*** Stored rows

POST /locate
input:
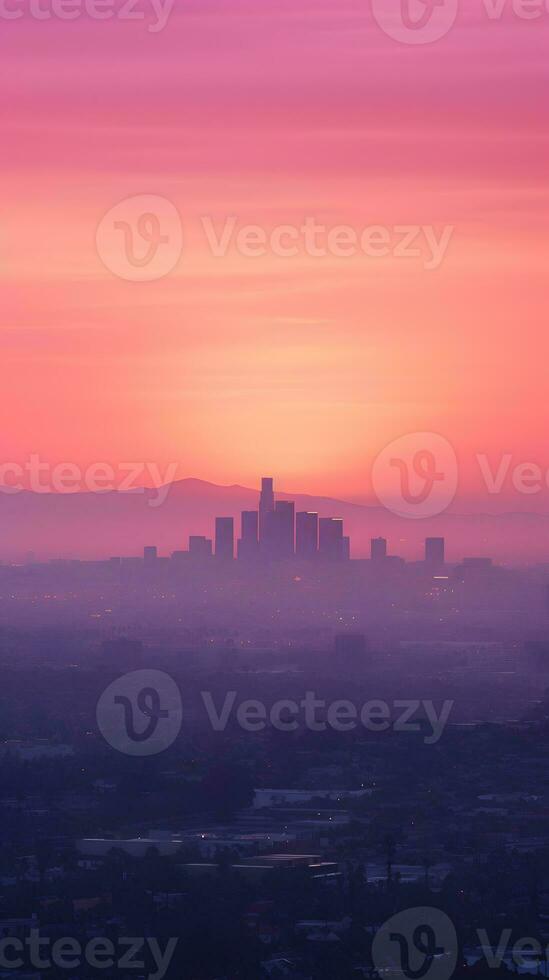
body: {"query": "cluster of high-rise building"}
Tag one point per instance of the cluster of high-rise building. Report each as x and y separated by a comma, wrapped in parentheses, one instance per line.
(275, 531)
(434, 551)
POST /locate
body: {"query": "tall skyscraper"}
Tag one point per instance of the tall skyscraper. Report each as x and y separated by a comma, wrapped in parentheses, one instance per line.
(378, 549)
(248, 545)
(200, 546)
(284, 525)
(224, 538)
(434, 551)
(306, 534)
(266, 506)
(330, 538)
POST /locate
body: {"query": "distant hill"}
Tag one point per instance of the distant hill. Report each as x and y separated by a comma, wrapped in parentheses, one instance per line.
(97, 525)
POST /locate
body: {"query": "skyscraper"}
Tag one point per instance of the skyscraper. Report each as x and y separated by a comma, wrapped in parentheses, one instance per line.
(330, 538)
(248, 545)
(434, 551)
(200, 546)
(266, 506)
(284, 525)
(306, 534)
(224, 538)
(378, 549)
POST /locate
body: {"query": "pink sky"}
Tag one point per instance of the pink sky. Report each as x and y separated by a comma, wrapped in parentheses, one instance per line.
(305, 367)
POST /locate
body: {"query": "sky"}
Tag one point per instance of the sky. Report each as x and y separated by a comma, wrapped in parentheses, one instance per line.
(272, 114)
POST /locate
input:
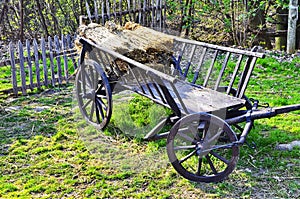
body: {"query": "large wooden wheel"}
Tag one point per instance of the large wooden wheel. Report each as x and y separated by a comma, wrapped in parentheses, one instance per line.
(201, 148)
(94, 94)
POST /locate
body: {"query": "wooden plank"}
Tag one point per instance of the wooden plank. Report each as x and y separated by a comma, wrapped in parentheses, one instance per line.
(120, 12)
(199, 65)
(37, 64)
(44, 59)
(103, 12)
(210, 68)
(22, 67)
(50, 45)
(88, 11)
(96, 11)
(187, 67)
(225, 62)
(29, 61)
(58, 62)
(13, 68)
(107, 9)
(70, 46)
(245, 83)
(235, 72)
(64, 48)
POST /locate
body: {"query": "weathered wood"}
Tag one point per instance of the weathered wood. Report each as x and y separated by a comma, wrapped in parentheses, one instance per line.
(22, 68)
(130, 38)
(58, 62)
(29, 61)
(37, 64)
(50, 45)
(64, 47)
(13, 68)
(45, 70)
(70, 46)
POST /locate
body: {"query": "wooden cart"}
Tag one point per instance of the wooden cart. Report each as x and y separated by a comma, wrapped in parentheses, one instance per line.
(205, 90)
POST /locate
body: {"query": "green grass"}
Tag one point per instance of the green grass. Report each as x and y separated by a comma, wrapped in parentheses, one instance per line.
(51, 153)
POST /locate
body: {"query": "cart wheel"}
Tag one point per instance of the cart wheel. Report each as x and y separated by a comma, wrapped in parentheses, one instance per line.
(94, 94)
(201, 148)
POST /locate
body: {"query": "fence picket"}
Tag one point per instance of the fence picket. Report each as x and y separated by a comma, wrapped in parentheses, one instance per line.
(43, 47)
(64, 48)
(50, 45)
(22, 68)
(13, 68)
(70, 46)
(29, 61)
(58, 62)
(37, 64)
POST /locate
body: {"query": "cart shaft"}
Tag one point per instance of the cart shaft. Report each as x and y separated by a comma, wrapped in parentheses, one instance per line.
(265, 113)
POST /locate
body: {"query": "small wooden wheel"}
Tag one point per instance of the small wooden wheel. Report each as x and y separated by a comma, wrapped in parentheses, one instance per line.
(94, 94)
(201, 148)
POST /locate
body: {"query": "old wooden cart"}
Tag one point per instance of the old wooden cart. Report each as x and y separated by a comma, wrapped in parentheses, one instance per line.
(206, 92)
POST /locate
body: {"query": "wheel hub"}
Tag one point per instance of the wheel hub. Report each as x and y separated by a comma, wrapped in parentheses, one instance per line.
(90, 94)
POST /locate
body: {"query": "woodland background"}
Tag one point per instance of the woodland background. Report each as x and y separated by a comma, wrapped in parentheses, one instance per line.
(227, 22)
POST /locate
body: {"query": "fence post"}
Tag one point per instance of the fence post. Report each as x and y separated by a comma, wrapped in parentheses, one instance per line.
(57, 46)
(292, 26)
(29, 64)
(64, 48)
(13, 69)
(22, 68)
(51, 61)
(43, 47)
(37, 64)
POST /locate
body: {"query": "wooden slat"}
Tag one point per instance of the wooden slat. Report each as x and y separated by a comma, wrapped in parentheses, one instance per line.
(235, 72)
(70, 46)
(199, 65)
(247, 78)
(57, 48)
(44, 59)
(22, 67)
(96, 11)
(103, 12)
(37, 64)
(221, 73)
(50, 45)
(29, 61)
(88, 11)
(13, 68)
(187, 67)
(210, 68)
(64, 48)
(108, 9)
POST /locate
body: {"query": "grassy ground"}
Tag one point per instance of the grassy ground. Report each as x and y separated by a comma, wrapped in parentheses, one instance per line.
(47, 150)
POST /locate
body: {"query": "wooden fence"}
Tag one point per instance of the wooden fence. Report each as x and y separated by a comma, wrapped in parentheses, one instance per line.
(149, 13)
(36, 64)
(50, 62)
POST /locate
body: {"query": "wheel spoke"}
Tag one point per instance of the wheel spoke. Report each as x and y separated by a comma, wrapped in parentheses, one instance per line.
(220, 157)
(102, 104)
(99, 107)
(199, 166)
(187, 157)
(87, 103)
(177, 148)
(97, 112)
(211, 164)
(183, 135)
(92, 112)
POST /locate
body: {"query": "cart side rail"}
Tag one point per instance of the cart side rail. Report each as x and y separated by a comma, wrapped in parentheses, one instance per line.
(217, 67)
(135, 76)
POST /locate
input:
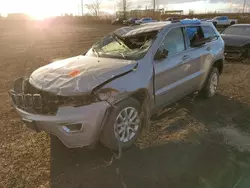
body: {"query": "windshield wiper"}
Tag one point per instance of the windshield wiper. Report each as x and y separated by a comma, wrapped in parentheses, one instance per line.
(97, 53)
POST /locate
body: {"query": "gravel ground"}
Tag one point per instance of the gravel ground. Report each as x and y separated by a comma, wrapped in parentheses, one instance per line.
(197, 143)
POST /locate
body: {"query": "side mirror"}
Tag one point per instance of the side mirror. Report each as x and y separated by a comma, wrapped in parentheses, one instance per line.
(161, 54)
(198, 43)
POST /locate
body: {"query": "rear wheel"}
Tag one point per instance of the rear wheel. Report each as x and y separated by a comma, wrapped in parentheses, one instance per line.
(211, 84)
(123, 125)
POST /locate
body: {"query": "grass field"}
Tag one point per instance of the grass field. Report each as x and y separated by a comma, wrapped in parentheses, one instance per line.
(200, 143)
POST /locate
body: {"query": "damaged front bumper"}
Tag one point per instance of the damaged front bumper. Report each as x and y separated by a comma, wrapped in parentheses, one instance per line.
(74, 126)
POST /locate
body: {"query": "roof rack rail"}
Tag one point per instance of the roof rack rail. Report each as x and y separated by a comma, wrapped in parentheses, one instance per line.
(175, 21)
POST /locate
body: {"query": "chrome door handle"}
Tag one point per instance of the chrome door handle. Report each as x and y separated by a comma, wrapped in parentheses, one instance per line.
(185, 57)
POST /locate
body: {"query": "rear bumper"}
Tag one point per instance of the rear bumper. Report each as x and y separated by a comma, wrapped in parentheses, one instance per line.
(88, 118)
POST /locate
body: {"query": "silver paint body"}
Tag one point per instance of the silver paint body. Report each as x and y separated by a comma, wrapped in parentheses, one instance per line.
(164, 81)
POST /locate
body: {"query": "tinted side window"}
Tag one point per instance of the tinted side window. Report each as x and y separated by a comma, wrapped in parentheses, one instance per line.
(173, 41)
(194, 33)
(208, 31)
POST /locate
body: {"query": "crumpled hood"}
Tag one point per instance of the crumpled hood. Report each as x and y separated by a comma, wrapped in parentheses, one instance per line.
(235, 40)
(80, 74)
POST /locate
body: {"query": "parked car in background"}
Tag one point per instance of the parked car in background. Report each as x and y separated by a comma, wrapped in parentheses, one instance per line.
(223, 21)
(237, 41)
(144, 20)
(110, 92)
(130, 21)
(117, 21)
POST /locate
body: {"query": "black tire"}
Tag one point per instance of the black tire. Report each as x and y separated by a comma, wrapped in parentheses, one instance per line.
(108, 137)
(206, 91)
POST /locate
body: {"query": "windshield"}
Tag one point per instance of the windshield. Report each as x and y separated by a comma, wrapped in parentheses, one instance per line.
(131, 48)
(238, 31)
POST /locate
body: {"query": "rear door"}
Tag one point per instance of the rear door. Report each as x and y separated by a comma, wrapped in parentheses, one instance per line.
(171, 73)
(197, 55)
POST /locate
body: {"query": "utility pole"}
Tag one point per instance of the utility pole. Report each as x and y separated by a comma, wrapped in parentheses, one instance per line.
(154, 8)
(82, 6)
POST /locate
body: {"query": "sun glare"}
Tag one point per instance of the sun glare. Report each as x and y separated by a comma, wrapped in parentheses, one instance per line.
(39, 9)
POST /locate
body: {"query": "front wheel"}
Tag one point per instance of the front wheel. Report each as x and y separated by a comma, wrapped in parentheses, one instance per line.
(123, 125)
(211, 84)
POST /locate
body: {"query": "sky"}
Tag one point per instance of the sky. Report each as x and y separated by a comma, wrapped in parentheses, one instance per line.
(46, 8)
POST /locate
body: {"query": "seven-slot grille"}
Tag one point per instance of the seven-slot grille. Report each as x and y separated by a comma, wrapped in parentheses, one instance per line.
(27, 101)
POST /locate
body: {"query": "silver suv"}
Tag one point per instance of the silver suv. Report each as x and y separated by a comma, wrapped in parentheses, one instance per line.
(110, 92)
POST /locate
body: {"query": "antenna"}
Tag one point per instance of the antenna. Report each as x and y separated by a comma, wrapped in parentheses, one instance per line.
(82, 6)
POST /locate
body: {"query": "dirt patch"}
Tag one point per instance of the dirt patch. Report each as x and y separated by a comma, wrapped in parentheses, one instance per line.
(181, 149)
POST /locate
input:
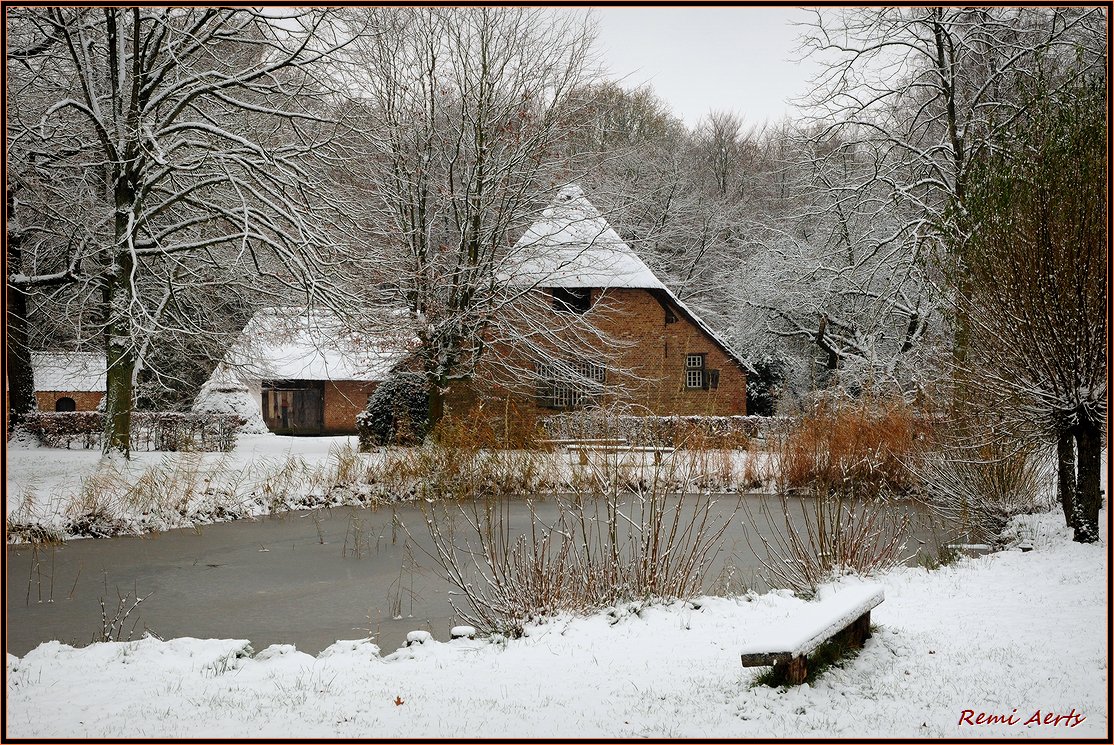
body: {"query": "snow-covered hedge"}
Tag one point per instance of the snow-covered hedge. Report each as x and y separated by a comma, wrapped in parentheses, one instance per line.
(224, 394)
(150, 430)
(671, 431)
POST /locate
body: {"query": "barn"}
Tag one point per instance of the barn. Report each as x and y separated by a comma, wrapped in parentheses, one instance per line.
(662, 358)
(68, 381)
(306, 372)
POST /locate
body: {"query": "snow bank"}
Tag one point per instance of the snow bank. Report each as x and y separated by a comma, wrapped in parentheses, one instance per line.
(1012, 635)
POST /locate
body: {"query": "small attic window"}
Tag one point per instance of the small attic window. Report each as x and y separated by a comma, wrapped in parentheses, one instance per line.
(572, 300)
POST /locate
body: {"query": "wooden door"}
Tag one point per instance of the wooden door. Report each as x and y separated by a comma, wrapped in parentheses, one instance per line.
(294, 407)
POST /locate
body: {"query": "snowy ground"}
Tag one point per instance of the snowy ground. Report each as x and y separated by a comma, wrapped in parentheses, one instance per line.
(69, 493)
(1017, 635)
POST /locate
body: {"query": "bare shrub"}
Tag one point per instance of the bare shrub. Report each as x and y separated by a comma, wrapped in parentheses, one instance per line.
(821, 536)
(606, 546)
(114, 626)
(978, 489)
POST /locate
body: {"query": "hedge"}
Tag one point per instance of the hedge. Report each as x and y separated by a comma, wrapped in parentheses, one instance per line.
(661, 431)
(150, 430)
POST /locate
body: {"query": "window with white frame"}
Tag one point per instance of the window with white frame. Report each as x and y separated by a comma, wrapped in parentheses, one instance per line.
(569, 383)
(694, 372)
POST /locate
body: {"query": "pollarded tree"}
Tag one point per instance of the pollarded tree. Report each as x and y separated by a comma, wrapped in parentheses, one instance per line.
(166, 148)
(1037, 260)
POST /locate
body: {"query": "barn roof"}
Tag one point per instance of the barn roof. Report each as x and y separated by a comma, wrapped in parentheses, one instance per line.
(294, 343)
(68, 371)
(574, 246)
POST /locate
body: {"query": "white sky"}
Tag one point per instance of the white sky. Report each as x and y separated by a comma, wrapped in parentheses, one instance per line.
(703, 58)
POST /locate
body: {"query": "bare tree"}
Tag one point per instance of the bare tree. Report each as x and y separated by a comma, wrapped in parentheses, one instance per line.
(463, 113)
(1037, 257)
(166, 149)
(921, 94)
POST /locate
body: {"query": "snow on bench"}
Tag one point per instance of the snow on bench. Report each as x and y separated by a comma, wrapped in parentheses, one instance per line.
(844, 615)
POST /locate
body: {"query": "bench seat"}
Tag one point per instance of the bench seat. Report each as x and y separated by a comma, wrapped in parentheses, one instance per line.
(846, 615)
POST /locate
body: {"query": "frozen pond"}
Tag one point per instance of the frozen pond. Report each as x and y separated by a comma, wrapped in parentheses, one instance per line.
(306, 578)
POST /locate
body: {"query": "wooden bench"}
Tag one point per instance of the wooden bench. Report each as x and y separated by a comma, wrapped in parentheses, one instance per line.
(844, 616)
(583, 450)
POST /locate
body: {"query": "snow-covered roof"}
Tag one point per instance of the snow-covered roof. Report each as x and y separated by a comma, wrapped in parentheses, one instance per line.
(574, 246)
(300, 344)
(68, 371)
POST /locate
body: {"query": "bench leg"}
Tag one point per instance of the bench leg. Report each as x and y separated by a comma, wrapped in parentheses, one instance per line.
(793, 672)
(857, 634)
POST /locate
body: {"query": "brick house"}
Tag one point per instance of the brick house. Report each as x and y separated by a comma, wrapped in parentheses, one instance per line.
(68, 381)
(308, 374)
(660, 358)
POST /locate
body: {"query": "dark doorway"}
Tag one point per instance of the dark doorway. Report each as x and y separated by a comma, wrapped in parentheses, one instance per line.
(294, 407)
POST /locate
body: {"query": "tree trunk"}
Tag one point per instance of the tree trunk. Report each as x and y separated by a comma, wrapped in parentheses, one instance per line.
(118, 395)
(1065, 472)
(436, 404)
(20, 376)
(1087, 496)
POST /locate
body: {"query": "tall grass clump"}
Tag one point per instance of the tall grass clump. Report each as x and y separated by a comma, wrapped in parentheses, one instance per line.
(849, 444)
(842, 477)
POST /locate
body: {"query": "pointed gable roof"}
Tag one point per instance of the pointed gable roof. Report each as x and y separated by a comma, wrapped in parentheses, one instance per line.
(297, 343)
(574, 246)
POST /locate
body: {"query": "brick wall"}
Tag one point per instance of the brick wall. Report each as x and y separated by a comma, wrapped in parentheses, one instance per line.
(652, 351)
(85, 400)
(343, 401)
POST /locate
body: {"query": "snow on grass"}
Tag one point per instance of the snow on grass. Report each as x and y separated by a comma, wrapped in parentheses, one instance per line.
(1012, 634)
(62, 493)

******

Work to do: Count the lines in the material above that contain the string "shrub", matching case exactly. Reply with only the number.

Answer for the task: 2